**YOUR ASSIGNMENT**
Each line of the listing that contains the word "finger" is to be copied.

**SUPPLIED DATA**
□ □ □ □

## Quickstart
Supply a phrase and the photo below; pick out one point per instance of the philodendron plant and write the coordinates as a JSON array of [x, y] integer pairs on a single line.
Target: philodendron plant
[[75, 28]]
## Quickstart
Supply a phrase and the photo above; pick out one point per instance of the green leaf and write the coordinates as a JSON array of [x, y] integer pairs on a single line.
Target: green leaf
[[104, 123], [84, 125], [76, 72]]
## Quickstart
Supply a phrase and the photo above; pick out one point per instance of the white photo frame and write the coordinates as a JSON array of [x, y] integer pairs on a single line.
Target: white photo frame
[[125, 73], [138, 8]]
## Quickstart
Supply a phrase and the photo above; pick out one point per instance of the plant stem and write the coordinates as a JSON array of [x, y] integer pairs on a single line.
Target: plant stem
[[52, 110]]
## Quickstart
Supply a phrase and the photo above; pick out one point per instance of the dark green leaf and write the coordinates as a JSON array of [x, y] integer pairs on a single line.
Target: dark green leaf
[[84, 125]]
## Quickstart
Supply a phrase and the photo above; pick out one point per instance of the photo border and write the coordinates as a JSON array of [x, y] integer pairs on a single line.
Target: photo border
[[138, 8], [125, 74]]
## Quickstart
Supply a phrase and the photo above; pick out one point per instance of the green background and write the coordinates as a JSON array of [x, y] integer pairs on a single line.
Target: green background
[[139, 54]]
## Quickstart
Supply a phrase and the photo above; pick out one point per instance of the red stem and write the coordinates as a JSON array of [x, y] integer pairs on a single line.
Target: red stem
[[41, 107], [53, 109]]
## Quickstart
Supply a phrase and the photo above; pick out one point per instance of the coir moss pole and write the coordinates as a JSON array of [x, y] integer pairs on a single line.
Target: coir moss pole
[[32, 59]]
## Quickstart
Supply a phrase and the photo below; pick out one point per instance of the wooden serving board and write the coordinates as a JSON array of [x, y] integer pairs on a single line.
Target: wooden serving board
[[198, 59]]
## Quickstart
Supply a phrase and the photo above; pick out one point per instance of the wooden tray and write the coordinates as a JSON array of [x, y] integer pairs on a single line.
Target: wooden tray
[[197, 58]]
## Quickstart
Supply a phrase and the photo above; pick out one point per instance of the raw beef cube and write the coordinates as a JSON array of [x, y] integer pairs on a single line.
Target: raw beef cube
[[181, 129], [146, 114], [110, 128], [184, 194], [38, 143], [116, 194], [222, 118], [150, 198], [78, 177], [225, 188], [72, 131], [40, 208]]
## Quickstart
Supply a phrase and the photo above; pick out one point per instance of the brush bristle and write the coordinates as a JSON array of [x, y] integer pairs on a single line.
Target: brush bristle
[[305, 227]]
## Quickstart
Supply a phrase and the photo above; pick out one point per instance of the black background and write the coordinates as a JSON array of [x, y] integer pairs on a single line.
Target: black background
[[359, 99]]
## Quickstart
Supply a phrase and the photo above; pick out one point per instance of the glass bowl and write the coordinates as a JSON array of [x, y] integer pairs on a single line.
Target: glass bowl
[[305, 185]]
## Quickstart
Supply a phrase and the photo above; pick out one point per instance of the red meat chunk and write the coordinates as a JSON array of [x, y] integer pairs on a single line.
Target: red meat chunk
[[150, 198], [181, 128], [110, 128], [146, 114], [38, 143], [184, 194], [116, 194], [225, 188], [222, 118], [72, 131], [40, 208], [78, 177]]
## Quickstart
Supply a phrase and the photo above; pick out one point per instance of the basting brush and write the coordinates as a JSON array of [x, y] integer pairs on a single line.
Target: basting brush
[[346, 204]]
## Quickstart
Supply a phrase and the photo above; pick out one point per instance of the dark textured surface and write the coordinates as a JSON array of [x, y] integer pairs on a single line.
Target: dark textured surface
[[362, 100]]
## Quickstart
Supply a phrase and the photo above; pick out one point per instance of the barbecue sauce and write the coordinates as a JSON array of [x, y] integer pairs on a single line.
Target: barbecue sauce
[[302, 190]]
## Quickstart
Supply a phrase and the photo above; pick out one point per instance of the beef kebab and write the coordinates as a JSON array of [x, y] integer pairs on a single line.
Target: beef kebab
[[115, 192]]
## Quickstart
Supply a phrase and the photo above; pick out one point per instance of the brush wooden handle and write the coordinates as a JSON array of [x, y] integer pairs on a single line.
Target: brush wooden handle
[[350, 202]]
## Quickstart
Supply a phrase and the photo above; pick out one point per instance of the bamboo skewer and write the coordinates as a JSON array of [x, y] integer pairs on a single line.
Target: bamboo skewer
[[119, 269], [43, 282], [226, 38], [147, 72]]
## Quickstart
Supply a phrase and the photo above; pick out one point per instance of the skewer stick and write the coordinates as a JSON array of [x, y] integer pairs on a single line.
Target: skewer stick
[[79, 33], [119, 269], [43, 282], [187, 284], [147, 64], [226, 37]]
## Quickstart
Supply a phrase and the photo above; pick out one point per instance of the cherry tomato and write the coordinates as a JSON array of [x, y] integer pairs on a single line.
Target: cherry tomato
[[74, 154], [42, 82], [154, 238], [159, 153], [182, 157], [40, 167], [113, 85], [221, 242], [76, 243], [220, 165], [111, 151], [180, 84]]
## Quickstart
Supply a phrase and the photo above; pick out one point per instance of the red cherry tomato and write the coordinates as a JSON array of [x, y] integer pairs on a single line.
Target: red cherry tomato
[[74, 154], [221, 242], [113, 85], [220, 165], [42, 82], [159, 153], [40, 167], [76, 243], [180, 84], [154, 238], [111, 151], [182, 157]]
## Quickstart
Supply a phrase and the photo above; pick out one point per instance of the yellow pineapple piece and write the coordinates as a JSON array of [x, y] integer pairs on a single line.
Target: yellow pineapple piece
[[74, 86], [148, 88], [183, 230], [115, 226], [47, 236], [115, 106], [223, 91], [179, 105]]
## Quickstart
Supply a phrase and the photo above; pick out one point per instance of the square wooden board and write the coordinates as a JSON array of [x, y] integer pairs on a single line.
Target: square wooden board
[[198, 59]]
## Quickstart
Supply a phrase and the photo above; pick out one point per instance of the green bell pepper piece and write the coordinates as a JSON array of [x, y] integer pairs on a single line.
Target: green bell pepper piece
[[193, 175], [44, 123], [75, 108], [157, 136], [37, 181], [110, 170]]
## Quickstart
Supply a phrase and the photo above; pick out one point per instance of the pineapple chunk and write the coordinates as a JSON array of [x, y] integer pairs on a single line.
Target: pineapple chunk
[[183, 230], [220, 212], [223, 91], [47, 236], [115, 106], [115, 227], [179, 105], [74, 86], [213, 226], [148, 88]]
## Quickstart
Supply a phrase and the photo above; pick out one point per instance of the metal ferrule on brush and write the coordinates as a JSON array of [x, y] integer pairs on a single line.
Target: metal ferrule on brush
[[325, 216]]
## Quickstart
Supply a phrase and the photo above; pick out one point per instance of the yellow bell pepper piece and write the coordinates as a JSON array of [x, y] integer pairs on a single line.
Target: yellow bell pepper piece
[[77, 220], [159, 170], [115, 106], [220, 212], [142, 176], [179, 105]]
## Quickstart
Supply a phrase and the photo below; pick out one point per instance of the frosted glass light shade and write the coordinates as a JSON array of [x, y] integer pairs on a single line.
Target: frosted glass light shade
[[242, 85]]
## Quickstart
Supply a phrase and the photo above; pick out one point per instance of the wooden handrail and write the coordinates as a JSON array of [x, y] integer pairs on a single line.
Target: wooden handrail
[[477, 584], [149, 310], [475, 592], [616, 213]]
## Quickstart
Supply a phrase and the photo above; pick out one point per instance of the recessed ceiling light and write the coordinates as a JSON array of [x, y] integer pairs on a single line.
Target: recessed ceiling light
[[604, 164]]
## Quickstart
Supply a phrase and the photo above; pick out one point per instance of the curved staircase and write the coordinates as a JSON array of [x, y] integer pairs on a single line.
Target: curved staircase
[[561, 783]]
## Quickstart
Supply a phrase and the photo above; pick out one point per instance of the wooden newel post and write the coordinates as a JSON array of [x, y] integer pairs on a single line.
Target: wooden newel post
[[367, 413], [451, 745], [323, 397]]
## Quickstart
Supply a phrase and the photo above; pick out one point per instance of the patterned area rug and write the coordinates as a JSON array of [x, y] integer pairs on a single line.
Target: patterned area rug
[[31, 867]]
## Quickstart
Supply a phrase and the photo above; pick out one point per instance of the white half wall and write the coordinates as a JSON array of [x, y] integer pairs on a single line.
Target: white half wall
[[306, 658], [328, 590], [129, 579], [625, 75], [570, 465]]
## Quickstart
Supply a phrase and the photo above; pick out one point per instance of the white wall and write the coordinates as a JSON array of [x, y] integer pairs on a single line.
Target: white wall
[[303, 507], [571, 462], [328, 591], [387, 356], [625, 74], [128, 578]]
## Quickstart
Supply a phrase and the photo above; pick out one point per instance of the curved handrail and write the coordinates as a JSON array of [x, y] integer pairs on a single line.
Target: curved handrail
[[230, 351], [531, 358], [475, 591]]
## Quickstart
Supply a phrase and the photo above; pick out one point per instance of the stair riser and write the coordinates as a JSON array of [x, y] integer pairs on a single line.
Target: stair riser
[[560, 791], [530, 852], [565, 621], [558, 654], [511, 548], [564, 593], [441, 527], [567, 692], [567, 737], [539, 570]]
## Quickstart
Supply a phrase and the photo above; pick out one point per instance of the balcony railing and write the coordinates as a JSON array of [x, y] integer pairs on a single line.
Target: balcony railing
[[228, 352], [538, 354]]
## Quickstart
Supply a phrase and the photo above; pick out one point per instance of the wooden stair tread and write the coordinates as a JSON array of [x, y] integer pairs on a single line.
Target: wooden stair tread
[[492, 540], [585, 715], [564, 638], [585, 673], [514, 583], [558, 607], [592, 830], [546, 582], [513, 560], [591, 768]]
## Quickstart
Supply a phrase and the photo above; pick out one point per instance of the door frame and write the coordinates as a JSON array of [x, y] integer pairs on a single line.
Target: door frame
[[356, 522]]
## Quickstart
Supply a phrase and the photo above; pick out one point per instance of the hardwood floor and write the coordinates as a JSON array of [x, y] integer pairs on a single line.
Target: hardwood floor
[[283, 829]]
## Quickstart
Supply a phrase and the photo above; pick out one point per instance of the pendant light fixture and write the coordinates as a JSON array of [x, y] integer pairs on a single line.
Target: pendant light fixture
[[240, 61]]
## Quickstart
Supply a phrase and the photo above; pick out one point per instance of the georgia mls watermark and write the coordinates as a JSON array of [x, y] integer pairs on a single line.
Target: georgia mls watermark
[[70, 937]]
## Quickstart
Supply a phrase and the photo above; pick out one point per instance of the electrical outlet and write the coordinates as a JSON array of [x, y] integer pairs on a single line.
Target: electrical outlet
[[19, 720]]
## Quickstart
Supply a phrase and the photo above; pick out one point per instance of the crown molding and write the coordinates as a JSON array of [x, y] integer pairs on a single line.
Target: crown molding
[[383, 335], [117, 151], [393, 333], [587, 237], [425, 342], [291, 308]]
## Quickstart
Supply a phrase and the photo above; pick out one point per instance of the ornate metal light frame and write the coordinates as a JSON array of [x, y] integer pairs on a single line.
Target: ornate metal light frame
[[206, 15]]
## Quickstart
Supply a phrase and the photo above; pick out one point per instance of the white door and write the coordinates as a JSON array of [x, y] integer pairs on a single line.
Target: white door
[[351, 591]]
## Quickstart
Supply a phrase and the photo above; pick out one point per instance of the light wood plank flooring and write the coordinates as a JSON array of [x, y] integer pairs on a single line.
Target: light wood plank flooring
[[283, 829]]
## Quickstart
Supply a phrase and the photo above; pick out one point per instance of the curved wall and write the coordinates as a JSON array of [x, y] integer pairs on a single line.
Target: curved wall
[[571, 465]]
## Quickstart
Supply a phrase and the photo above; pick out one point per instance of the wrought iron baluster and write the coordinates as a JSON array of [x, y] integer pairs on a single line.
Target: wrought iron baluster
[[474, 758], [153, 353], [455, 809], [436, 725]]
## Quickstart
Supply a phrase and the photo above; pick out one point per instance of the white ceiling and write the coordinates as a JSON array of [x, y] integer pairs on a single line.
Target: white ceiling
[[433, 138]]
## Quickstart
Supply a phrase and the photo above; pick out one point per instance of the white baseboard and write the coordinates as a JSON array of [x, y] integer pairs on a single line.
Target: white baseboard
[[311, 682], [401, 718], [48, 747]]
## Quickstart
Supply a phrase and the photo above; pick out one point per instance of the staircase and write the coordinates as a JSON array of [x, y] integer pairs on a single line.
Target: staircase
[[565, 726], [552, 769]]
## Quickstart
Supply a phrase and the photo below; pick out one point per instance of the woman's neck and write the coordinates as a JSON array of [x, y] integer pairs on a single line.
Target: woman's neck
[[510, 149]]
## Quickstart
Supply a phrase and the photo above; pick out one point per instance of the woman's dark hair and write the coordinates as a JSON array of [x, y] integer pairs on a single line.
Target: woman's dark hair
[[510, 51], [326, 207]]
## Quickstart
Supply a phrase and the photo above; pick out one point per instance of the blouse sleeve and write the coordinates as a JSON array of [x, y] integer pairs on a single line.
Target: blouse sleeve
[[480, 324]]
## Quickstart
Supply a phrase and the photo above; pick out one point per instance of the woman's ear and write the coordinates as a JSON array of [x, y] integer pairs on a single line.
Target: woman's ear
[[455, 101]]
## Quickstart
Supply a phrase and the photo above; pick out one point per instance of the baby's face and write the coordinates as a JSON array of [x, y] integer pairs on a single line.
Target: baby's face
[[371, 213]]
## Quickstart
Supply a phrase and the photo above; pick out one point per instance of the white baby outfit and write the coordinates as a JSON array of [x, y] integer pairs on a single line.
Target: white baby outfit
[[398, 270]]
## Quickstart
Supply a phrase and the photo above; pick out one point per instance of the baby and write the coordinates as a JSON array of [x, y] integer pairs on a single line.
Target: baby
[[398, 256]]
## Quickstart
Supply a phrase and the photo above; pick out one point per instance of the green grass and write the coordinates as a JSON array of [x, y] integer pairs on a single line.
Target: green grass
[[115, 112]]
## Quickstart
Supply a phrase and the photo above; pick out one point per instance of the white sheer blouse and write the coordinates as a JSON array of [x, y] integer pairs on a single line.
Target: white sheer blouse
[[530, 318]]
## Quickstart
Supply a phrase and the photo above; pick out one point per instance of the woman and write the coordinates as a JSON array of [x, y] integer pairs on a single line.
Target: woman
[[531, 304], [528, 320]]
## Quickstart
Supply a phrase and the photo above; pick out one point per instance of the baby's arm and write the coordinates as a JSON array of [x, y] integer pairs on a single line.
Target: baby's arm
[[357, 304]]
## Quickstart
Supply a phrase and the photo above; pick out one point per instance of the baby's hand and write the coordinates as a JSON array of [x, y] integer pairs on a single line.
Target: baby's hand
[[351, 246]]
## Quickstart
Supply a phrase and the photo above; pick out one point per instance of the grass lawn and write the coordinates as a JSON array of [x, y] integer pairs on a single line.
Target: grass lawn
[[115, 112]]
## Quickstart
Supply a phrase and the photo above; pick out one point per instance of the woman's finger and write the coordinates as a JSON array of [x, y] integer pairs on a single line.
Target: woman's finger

□ □ □ □

**YOUR SOLUTION**
Supply a phrase and the photo above; pick out one point per instance of the woman's finger and write the coordinates as a JSON array of [x, y] integer pairs on a single line.
Target: woman's finger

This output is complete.